■ Exercise brief ■
If a line in the records contains the string "below", show that line.

■ Region pointing data ■
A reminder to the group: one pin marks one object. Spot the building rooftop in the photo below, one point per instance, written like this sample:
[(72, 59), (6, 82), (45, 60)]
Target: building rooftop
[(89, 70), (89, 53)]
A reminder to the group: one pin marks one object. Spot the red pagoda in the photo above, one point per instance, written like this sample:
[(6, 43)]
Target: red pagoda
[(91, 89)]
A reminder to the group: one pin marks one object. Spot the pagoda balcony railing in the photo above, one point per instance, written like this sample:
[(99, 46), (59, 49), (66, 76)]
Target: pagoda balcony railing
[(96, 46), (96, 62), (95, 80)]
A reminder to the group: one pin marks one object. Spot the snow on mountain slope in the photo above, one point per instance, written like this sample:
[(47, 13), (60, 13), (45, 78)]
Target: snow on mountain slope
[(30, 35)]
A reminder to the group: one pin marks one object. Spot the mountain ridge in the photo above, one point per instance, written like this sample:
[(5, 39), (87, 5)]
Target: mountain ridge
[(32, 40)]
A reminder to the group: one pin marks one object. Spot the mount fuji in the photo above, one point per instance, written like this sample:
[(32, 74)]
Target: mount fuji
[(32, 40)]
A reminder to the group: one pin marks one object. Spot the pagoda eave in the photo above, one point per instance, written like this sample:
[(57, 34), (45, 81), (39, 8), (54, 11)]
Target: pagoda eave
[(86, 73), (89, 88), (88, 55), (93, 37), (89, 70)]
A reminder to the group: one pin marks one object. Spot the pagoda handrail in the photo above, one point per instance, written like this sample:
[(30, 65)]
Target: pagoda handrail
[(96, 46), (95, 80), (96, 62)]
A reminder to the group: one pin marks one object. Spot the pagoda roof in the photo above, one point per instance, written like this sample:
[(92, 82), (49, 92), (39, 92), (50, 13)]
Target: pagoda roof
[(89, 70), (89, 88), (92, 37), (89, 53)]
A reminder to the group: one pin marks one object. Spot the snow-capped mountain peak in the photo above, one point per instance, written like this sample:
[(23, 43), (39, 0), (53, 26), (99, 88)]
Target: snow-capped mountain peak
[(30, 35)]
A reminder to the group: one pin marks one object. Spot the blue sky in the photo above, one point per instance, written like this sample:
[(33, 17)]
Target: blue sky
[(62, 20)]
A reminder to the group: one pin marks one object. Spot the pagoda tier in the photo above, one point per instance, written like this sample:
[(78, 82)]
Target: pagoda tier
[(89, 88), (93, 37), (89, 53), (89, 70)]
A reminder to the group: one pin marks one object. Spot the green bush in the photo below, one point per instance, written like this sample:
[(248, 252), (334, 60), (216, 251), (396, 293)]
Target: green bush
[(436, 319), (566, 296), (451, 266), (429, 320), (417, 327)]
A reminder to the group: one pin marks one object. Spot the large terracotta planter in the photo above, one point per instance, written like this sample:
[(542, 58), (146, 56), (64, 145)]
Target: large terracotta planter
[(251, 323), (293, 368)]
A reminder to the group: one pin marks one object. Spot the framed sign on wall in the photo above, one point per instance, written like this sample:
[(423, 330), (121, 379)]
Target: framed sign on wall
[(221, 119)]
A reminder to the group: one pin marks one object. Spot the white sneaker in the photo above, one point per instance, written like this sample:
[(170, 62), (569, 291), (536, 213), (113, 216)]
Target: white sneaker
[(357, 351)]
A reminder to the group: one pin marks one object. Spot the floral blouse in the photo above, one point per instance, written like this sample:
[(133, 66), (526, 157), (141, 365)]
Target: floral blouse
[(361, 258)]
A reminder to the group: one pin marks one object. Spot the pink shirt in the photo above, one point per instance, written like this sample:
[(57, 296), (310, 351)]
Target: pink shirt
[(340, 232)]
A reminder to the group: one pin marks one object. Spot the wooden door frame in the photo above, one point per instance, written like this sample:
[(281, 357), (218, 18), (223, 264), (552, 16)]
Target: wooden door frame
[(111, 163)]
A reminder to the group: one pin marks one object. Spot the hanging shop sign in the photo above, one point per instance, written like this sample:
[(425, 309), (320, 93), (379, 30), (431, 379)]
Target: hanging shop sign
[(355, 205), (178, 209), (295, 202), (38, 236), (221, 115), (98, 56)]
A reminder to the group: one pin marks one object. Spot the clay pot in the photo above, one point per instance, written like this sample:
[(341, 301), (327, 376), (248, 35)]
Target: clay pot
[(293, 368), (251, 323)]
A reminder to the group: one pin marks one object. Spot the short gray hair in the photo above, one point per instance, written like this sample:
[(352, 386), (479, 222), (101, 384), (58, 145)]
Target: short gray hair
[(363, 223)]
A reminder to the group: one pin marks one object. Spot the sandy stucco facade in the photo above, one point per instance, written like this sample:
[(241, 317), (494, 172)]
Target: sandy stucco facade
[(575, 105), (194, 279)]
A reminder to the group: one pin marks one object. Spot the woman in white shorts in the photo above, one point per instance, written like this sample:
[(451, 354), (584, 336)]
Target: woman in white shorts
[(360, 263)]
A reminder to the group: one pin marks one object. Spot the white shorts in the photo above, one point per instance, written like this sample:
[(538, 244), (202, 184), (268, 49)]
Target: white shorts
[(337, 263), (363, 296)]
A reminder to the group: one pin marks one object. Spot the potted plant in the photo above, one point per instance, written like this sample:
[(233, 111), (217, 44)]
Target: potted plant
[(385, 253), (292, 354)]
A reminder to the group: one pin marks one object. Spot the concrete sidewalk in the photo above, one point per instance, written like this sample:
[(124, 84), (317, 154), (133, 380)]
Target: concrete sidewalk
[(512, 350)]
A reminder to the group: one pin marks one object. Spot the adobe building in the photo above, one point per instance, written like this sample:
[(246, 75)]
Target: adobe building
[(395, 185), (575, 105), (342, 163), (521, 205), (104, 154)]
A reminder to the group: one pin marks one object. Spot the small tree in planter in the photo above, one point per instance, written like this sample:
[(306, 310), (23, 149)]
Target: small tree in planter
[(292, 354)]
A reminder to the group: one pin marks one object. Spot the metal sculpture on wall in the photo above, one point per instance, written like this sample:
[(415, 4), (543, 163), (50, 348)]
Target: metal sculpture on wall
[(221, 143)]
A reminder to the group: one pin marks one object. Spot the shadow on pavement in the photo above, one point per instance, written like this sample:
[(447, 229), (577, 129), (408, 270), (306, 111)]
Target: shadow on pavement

■ Exercise answer ■
A reminder to the group: one pin marks one object. Spot the building rooftop in the photo below, one point per instance, written like this sample:
A reminder to the group: one pin marks one object. Spot the green bush in the photo below, one point per instance, written like this sample:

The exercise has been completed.